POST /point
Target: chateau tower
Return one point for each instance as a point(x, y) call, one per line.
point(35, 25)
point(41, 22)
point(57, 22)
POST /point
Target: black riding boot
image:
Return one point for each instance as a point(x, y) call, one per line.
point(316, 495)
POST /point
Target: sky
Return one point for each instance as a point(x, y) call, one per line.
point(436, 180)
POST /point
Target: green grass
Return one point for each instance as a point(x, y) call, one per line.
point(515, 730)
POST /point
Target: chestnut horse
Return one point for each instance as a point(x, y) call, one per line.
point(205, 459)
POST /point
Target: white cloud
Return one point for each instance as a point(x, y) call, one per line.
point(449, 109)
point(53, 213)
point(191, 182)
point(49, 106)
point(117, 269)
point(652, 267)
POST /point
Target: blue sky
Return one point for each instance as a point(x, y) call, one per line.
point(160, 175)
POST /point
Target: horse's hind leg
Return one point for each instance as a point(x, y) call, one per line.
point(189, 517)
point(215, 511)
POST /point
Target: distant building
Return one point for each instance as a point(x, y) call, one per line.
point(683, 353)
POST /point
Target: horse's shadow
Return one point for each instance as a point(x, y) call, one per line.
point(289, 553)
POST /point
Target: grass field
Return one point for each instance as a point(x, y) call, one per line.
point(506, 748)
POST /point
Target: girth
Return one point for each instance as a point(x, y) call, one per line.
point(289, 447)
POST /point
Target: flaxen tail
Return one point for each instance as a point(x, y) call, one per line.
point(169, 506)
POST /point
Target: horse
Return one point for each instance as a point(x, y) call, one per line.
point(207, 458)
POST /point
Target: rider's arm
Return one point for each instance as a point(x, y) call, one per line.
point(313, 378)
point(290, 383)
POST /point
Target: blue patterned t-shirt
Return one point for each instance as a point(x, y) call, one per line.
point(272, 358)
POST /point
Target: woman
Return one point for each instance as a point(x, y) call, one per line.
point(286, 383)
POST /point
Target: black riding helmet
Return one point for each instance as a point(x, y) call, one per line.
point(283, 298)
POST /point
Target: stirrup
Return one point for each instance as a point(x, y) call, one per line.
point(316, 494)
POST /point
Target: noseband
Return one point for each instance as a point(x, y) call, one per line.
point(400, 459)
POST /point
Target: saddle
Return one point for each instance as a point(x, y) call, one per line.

(Task directions) Reproduce the data word for word, starting at its first line and ending after the line that contains "point(289, 447)", with both of those lines included.

(Problem solution)
POST /point
Target: chateau tower
Return one point for each instance as a point(x, y) call, one per line.
point(35, 25)
point(41, 22)
point(57, 22)
POST /point
Target: black riding boot
image:
Return one point for each instance as a point(x, y) call, one per line.
point(316, 495)
POST /point
Target: sky
Return one point for each instance as a point(x, y) call, one per line.
point(436, 180)
POST /point
Target: green grass
Return one point for each instance as a point(x, y) call, one per line.
point(515, 730)
POST /point
Target: chestnut horse
Return one point for each instance as a point(x, y) call, one per line.
point(205, 459)
POST /point
Target: white cloud
Return one point for each instance as a point(x, y) call, one per line.
point(449, 109)
point(53, 213)
point(191, 182)
point(49, 106)
point(117, 269)
point(652, 267)
POST /point
Target: blue sky
Return one point for each instance as a point(x, y) call, one per line.
point(160, 175)
POST /point
Target: horse's hind leg
Return one point for each instance as a point(x, y) call, one per line.
point(189, 517)
point(215, 511)
POST /point
Target: distant building
Return one point for each instance as a point(x, y) call, one per line.
point(683, 353)
POST /point
Target: horse's shadow
Return one point for each instance as a point(x, y) call, one per line.
point(289, 553)
POST /point
Target: grass field
Return one point for each instance as a point(x, y) call, one per line.
point(506, 748)
POST /point
Target: girth
Return one point for each instance as a point(x, y) call, one per line.
point(289, 447)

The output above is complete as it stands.